» **The problem**
Leave out all pictures. Extract exactly the lines from the one containing "Target: striped colorful scarf" through the end of the data.

○ ○ ○ ○

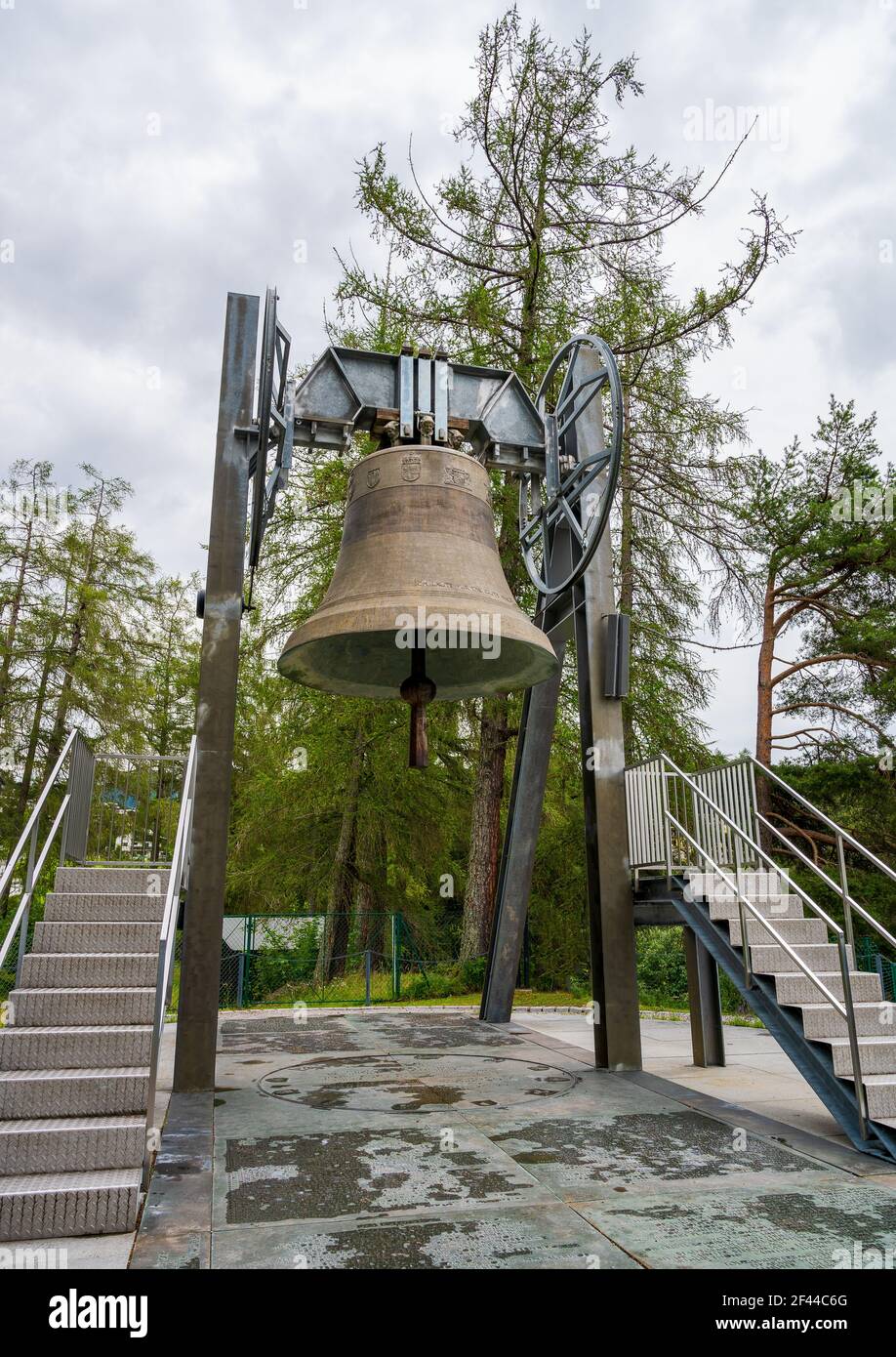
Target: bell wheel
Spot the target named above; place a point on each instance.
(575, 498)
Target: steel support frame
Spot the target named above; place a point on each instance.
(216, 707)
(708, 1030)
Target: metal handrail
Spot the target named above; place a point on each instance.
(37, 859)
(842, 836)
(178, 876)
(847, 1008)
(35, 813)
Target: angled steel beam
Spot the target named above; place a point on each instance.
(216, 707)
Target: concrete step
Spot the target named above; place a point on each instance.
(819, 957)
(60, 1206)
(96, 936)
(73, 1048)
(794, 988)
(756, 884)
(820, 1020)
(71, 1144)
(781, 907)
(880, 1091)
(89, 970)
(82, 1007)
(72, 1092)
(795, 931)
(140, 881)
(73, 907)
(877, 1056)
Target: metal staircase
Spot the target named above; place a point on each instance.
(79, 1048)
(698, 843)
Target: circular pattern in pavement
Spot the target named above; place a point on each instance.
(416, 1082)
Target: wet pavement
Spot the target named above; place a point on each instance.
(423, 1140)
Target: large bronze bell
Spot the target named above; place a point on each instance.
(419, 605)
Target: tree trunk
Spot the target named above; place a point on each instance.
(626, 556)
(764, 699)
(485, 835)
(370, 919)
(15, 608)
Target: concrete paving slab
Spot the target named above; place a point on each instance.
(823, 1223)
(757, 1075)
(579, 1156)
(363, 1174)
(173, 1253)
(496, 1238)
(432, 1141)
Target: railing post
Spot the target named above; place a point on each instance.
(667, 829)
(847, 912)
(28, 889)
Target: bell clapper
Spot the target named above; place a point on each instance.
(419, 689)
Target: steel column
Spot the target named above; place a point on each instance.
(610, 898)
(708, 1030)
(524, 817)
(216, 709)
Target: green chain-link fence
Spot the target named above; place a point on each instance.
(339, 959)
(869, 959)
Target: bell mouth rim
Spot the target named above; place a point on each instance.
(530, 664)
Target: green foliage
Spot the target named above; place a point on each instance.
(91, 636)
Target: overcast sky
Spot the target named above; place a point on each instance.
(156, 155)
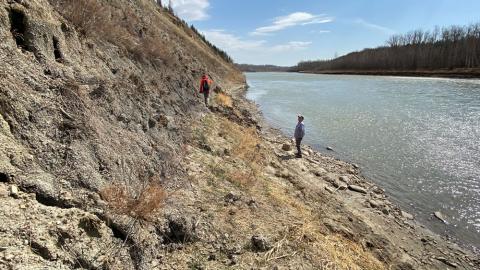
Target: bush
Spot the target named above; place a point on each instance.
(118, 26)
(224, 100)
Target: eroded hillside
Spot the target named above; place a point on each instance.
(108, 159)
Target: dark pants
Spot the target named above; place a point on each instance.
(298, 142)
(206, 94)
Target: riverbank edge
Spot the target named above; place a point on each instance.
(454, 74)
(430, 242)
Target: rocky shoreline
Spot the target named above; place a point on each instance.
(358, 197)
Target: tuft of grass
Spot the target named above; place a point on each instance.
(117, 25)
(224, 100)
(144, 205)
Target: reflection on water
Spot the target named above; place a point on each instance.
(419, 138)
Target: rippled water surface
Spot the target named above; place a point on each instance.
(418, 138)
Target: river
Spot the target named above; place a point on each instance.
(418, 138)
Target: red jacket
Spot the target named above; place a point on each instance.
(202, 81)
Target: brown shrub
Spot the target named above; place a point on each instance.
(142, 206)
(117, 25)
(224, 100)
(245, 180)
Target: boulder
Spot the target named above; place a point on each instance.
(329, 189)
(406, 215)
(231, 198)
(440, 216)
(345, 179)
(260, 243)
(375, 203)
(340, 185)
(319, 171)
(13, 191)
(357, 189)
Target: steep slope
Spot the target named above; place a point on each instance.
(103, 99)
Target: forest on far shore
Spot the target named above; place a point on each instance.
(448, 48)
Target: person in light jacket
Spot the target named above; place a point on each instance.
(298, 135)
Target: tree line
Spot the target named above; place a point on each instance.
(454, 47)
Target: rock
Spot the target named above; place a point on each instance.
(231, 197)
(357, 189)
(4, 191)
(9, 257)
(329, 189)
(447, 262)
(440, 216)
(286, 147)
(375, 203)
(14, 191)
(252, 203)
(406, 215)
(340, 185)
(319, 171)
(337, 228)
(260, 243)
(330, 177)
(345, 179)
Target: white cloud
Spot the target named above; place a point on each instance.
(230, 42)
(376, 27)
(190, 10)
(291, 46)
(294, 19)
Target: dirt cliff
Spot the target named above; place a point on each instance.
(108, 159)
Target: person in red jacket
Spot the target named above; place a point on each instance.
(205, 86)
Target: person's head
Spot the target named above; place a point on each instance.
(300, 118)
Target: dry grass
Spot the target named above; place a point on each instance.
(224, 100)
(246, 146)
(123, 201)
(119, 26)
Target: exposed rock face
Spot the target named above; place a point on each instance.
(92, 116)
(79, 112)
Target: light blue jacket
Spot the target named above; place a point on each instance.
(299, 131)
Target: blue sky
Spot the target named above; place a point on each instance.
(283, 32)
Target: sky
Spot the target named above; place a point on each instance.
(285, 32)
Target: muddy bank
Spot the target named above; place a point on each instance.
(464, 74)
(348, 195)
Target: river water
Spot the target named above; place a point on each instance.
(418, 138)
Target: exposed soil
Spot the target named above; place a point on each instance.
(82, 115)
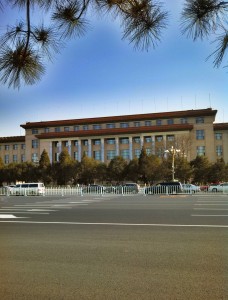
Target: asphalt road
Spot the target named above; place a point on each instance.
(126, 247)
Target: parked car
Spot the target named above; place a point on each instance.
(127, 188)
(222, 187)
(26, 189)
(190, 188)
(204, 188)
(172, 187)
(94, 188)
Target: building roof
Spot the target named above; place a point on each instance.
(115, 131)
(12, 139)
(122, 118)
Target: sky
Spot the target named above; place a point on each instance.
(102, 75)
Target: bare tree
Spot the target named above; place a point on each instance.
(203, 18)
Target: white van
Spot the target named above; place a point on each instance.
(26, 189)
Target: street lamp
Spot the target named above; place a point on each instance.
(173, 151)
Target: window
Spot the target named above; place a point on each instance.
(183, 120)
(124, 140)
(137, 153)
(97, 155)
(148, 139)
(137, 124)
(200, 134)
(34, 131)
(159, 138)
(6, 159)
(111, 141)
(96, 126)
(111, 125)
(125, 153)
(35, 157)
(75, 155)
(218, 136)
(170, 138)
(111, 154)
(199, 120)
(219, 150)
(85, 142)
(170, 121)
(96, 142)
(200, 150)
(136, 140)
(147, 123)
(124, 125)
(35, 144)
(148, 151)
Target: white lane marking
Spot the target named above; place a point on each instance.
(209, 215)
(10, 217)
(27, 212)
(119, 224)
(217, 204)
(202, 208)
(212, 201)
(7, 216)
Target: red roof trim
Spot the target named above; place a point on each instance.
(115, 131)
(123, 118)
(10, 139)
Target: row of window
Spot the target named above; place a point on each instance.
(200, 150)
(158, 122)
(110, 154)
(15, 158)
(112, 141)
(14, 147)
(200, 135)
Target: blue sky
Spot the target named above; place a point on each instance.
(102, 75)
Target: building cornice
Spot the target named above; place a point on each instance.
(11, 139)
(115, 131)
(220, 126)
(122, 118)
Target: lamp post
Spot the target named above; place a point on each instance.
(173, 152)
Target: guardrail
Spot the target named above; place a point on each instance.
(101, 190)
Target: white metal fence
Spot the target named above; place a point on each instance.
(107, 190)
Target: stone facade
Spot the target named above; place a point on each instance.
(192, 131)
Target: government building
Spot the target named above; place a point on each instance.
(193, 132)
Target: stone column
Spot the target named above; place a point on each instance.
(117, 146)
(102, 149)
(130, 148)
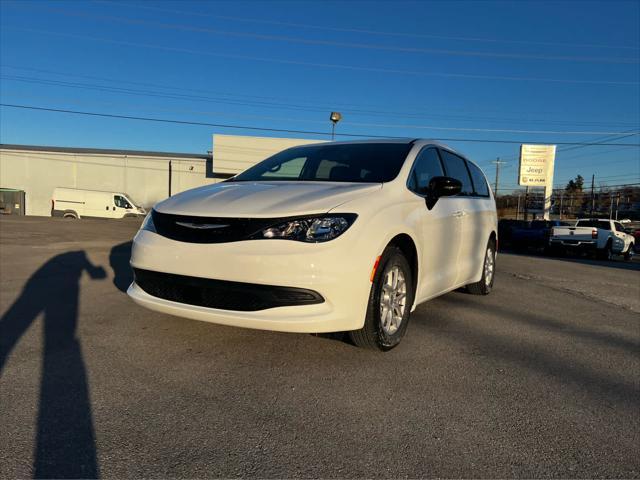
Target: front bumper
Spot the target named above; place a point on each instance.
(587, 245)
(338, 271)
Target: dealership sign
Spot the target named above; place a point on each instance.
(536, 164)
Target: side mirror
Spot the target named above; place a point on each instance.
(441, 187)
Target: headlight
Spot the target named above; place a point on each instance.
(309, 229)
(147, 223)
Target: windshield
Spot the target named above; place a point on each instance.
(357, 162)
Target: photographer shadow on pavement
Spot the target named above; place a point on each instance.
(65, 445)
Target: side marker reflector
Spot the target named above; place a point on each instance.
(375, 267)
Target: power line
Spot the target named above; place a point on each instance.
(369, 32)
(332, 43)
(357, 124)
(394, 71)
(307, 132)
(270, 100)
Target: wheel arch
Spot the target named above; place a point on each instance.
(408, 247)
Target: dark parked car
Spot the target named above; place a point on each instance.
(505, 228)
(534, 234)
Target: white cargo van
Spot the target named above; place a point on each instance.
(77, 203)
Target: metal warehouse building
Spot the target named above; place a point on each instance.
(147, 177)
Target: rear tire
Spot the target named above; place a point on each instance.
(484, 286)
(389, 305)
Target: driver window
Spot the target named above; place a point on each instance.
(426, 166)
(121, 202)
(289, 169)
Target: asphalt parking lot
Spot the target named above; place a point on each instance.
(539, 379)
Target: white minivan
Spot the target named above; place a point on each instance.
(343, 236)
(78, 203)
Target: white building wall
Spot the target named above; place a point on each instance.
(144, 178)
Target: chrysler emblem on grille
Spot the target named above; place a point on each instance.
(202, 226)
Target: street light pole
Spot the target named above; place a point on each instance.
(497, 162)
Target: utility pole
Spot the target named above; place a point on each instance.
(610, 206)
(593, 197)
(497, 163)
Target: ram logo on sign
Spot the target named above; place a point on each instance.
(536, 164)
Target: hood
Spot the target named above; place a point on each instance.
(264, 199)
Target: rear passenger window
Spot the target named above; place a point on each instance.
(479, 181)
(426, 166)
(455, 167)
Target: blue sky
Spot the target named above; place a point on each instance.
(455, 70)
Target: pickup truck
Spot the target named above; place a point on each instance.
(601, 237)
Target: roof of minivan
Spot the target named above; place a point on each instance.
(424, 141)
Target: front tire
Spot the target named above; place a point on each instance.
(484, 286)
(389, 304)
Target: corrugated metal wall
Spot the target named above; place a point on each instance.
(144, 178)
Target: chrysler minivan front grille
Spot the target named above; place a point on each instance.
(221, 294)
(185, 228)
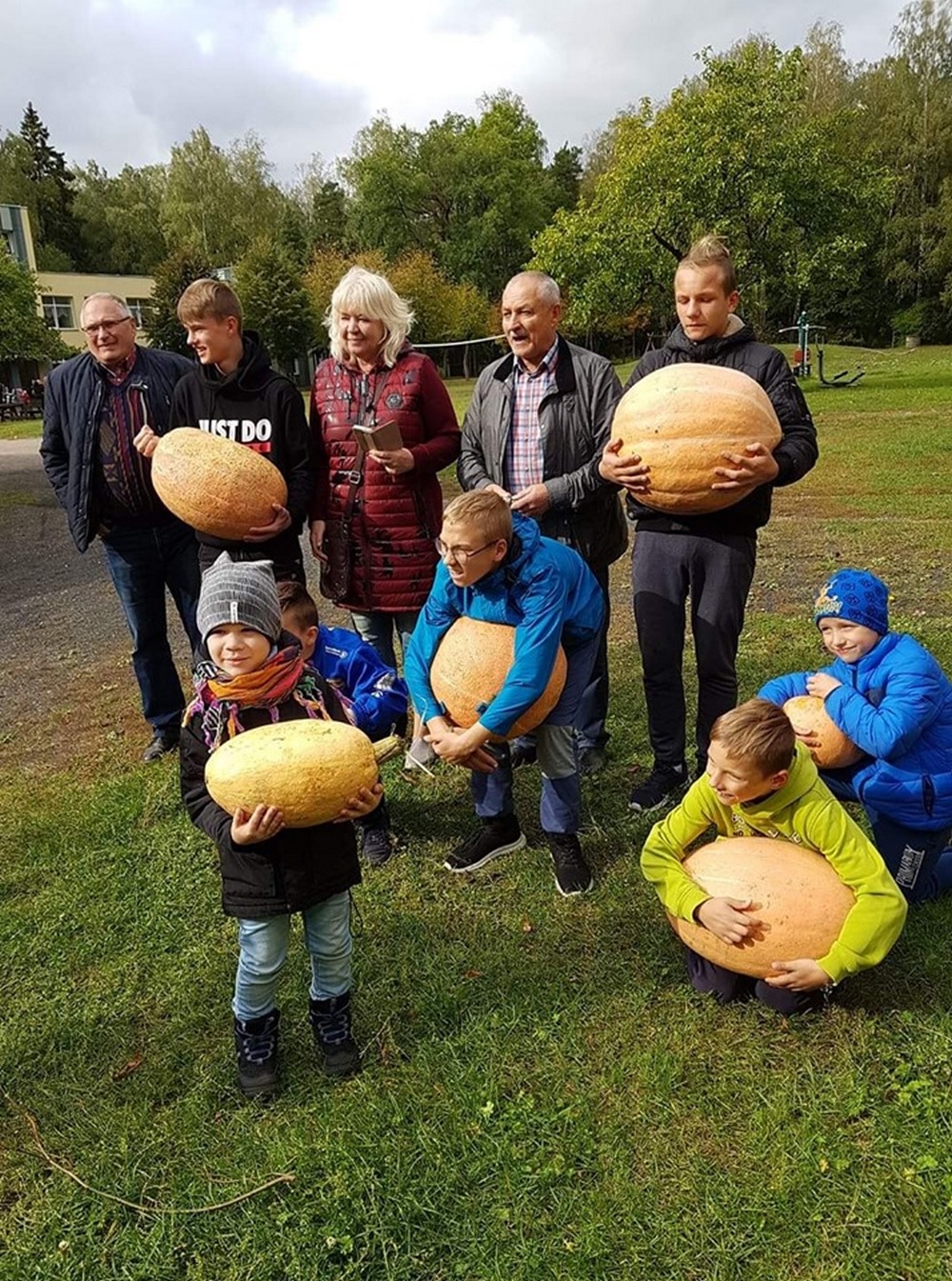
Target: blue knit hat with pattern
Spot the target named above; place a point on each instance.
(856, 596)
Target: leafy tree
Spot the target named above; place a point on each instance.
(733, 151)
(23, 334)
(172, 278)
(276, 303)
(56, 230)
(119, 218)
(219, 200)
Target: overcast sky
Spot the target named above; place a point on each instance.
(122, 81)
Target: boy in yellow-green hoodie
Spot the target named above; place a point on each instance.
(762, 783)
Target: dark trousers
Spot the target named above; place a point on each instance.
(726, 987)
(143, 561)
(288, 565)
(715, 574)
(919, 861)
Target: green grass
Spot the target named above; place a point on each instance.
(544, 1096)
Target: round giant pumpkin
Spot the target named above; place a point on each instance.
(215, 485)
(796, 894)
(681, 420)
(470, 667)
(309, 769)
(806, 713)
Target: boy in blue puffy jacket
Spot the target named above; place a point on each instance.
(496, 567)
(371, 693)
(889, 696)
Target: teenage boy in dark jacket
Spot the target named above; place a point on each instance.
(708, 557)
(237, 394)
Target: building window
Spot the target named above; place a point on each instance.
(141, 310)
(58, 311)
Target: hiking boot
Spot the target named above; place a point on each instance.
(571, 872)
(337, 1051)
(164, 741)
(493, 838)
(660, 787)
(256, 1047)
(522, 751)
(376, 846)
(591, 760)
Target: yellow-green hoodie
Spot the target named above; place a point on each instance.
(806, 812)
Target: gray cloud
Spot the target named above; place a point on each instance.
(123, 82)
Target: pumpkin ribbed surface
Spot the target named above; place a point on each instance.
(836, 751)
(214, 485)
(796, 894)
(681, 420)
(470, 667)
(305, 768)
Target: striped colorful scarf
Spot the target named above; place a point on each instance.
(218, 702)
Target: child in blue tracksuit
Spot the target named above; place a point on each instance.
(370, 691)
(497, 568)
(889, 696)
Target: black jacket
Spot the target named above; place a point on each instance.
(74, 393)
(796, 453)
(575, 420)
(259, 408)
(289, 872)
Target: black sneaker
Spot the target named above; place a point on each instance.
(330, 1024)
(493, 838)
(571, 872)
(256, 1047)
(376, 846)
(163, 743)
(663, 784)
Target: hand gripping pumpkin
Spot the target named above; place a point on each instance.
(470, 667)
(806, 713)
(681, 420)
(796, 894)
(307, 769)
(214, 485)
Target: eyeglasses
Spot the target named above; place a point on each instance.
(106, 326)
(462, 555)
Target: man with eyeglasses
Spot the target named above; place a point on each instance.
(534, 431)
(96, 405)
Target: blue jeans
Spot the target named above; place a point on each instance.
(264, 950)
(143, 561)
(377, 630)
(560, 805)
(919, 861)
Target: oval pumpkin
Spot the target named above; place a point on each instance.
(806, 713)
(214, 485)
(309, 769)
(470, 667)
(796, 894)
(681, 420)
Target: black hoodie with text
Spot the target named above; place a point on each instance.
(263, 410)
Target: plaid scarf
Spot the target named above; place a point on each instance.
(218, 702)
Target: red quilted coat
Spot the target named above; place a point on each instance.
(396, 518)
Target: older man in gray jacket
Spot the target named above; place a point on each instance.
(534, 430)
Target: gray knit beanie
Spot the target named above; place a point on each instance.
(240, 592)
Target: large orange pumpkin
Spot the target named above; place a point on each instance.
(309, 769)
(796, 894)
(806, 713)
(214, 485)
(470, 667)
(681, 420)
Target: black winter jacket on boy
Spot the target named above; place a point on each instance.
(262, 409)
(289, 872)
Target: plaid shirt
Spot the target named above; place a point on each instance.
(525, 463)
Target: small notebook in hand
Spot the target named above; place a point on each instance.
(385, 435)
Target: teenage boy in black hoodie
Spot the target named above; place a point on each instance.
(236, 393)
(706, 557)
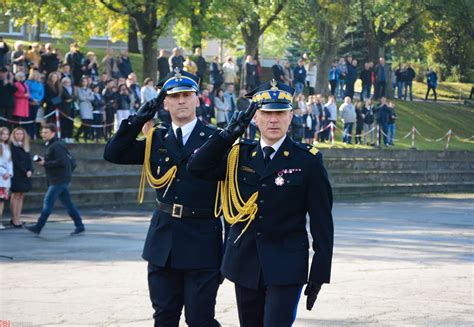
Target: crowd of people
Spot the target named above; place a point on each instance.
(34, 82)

○ ○ ○ ○

» **Correct answer**
Target: striped colorful scarf
Spot the target named above; place a point on each instance.
(218, 702)
Target: child in blue tracksuit
Spot the target named above; place a point on each instance.
(370, 691)
(497, 568)
(889, 696)
Target: black jacket
Spot the target named above; place a point on each instance.
(74, 393)
(796, 453)
(575, 420)
(259, 408)
(289, 872)
Target: black sneaker
Spot the target named above; place a point on each instance.
(330, 1024)
(493, 838)
(571, 872)
(256, 1047)
(376, 846)
(163, 743)
(663, 784)
Target: hand gripping pumpkin
Spot the target named above; place a point on each instance.
(470, 667)
(806, 713)
(681, 420)
(796, 894)
(307, 769)
(214, 485)
Target: eyeglasses
Spot the target named above; place a point on each instance.
(106, 326)
(462, 555)
Target: man with eyeglasses
Spot the target named above; place a point on each instance.
(534, 431)
(96, 405)
Target: blue jeans
Spot the target named above; place a point on each instance.
(264, 950)
(143, 561)
(377, 630)
(560, 805)
(919, 861)
Target: oval pumpkin
Spot the target named above; place a point on each instance.
(806, 713)
(214, 485)
(309, 769)
(470, 667)
(796, 894)
(681, 420)
Target: black hoodie with text
Spot the target named above; place a point on each instance.
(263, 410)
Target: plaid scarf
Spot the target named above; place a point on each instance.
(218, 702)
Target: red quilted coat
Spot the target named above; place a point on each instance.
(396, 518)
Target: older man in gray jacket
Spot the target named above; place a point on each instance.
(534, 430)
Target: gray knit beanie
Spot the target named above; place a point on each instance.
(240, 592)
Target: large orange pumpkin
Spot the target named above; place a point on each instance.
(309, 769)
(796, 894)
(806, 713)
(214, 485)
(470, 667)
(681, 420)
Target: black winter jacket on boy
Spot the target named above; place a point on each instance.
(262, 409)
(289, 872)
Target: plaid shirt
Spot the target named above; place a point on each instance.
(525, 463)
Target: small notebook in hand
Spot the target named above; place a point on each instance.
(385, 435)
Target: teenage boy in black hoodie
Spot the target named above; place a point on each instance.
(236, 393)
(706, 557)
Target: crowd of people
Spot the target named above; place a point on each instance.
(34, 82)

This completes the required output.